### EXERCISE DESCRIPTION
Take the line that contains "tricycle wheel, one" as the first line and the last line of the records as the end. Please set down everything in that range exactly.

### EXTRACTED INFORMATION
###

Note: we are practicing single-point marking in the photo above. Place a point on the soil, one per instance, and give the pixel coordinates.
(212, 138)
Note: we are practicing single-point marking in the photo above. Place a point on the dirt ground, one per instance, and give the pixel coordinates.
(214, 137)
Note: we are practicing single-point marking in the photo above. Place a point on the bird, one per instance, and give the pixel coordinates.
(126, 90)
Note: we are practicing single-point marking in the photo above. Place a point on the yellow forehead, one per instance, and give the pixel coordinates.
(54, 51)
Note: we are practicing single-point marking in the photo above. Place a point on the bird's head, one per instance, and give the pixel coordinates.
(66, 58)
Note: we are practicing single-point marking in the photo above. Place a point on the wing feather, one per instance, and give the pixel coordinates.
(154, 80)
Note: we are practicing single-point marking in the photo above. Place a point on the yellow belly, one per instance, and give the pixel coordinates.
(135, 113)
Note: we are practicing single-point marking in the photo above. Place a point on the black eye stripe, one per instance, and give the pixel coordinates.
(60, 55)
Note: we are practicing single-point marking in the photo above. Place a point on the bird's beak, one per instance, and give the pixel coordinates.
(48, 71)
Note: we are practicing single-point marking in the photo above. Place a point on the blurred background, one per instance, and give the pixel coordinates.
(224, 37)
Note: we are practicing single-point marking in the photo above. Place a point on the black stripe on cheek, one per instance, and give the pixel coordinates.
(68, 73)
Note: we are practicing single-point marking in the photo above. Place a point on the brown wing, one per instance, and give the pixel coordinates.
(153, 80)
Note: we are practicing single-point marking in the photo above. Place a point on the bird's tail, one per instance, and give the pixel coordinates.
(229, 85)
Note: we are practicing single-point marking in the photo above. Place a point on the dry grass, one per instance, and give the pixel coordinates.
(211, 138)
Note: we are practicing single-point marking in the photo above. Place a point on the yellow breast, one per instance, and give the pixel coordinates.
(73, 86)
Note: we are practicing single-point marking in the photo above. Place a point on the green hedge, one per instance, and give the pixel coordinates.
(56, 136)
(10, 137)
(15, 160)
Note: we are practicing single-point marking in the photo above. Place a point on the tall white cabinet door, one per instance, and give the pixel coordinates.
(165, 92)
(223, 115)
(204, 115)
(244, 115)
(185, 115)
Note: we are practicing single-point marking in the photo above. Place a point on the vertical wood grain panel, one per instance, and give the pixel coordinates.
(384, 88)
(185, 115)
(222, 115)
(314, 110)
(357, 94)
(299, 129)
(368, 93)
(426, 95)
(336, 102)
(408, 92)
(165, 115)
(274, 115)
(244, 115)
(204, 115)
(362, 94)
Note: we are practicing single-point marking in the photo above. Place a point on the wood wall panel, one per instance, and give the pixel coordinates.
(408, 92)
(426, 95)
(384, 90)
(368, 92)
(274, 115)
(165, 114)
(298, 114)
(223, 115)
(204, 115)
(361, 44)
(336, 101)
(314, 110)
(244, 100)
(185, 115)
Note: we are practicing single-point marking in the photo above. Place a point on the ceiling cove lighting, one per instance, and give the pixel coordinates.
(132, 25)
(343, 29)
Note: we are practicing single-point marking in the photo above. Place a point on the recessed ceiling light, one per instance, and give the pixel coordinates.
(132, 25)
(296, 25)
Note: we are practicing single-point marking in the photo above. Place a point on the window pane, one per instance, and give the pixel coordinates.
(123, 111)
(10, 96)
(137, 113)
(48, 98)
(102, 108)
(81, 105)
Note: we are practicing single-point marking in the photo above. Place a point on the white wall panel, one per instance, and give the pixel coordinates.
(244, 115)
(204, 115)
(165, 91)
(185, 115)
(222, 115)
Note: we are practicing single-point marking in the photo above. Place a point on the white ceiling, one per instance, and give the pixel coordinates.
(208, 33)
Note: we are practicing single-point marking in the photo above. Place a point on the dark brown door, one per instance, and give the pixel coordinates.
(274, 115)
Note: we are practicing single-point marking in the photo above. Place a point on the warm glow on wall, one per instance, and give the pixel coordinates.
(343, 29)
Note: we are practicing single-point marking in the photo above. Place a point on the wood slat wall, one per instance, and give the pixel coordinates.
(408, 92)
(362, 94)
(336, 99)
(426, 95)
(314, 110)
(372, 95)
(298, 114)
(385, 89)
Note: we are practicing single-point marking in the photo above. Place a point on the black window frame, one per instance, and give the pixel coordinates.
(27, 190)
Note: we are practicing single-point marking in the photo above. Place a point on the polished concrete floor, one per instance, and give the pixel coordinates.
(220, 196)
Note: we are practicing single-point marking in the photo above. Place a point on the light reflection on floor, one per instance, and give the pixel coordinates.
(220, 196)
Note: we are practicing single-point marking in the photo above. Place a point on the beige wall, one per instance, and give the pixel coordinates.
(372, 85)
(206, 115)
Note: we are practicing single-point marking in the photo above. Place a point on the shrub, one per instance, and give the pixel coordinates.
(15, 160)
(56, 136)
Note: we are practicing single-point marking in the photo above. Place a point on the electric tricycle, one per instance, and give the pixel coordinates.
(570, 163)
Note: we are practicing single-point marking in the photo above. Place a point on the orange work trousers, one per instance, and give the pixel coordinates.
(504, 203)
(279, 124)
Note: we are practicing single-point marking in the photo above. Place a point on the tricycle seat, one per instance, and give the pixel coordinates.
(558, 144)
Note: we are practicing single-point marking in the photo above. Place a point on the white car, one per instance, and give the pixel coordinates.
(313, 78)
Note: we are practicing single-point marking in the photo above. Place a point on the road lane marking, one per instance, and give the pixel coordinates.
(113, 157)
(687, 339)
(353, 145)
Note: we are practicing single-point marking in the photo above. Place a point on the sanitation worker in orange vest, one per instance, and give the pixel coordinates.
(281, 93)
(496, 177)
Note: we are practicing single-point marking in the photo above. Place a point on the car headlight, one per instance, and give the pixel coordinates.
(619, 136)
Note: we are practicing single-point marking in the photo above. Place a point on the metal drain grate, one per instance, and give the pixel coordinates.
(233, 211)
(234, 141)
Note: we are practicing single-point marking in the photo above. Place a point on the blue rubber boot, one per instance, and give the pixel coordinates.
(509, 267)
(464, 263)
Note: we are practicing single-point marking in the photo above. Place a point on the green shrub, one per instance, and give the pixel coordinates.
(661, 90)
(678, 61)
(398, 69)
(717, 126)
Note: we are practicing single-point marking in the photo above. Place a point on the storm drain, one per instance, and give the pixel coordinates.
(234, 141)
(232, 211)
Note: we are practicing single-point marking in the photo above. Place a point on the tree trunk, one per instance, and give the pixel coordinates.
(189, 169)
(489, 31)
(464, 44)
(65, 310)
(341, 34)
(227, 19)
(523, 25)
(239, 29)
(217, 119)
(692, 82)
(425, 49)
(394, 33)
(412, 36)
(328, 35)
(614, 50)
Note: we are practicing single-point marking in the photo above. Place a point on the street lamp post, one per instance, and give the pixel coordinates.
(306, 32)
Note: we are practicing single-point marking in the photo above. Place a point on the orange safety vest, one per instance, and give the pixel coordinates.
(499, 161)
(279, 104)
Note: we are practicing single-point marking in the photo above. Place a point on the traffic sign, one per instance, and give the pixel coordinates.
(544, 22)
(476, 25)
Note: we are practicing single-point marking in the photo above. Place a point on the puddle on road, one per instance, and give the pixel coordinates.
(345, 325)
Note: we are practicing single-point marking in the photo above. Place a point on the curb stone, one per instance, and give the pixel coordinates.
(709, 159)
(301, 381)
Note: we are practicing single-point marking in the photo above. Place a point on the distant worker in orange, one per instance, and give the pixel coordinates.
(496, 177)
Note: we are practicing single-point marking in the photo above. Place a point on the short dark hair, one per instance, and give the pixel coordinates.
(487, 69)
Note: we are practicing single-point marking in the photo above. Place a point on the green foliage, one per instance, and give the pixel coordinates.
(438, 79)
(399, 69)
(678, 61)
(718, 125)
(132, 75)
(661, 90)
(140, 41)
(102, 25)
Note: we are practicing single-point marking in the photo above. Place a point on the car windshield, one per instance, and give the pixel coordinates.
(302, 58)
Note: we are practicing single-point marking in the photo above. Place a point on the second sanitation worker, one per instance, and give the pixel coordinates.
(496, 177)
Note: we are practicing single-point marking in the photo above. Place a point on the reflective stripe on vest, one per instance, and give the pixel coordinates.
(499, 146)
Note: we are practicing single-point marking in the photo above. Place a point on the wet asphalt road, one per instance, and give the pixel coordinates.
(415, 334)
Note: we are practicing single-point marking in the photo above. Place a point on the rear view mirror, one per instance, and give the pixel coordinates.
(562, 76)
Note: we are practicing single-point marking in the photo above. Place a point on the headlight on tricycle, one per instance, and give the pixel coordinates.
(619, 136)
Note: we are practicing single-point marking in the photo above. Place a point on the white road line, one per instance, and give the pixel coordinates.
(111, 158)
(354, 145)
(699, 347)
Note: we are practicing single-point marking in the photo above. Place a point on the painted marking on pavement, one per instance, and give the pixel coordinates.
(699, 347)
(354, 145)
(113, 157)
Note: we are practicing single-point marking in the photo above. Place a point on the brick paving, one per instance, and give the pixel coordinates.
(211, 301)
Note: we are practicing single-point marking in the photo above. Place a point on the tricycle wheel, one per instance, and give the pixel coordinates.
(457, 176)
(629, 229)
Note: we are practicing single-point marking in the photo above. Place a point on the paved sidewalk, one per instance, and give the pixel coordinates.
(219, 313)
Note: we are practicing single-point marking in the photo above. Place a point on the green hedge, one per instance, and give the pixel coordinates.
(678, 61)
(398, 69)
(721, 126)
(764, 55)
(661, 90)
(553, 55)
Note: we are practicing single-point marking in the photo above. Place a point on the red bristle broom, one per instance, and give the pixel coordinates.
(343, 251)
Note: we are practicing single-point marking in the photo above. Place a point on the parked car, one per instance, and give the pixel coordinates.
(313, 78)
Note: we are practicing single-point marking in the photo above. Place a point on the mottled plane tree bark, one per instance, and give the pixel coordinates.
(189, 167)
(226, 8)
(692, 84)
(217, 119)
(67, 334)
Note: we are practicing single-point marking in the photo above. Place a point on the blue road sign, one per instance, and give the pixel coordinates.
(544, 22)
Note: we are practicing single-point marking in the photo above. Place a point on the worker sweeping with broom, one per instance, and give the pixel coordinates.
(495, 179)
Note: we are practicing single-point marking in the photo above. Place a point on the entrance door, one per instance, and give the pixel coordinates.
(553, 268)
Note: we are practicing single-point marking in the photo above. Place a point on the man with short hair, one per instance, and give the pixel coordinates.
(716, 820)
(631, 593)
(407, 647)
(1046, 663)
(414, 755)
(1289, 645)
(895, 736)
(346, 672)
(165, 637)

###

### OUTPUT OF THE EXERCISE
Note: we are practicing single-point marking in the photo above. Place a point on the tricycle wheel, one per instance, and give the pixel coordinates.
(457, 176)
(629, 229)
Note: we are practicing single-point marking in the photo above. Place a point on the paved sidewalk, one per instance, and give the pixel coordinates.
(219, 313)
Note: we are practicing single-point marking in the photo above. Place a point on the green hedge, one per instance, and give the pixel coordinates.
(678, 61)
(398, 69)
(721, 126)
(764, 55)
(661, 90)
(553, 55)
Note: we are practicing single-point marking in the photo above. Place a point on the red bristle broom, one per instance, and give the pixel coordinates.
(343, 251)
Note: we are practicing single-point marking in the photo above. Place a point on the parked car, one per instance, and give the pixel coordinates.
(313, 78)
Note: we are practicing single-point marking in the photo above. Place a point on the mottled plane tree bark, one per instance, and give the pixel coordinates.
(189, 167)
(226, 8)
(692, 84)
(217, 119)
(67, 334)
Note: we are practicing single-point marking in the photo above. Place a point on the blue road sign, one per instance, and give the pixel coordinates.
(544, 22)
Note: we are practicing single-point marking in the photo above. Place a point on the worker sweeping with broom, one per instance, and give the pixel coordinates.
(495, 179)
Note: we are practicing single-point marking in the photo above. Place a point on the entrance door, one per instance, and give the pixel coordinates.
(553, 268)
Note: we are practicing single-point marking in the photo above. Place a point on the man with short hair, one per instance, and give the pixel coordinates.
(716, 820)
(631, 593)
(407, 647)
(1046, 663)
(414, 755)
(1289, 645)
(895, 736)
(346, 672)
(165, 637)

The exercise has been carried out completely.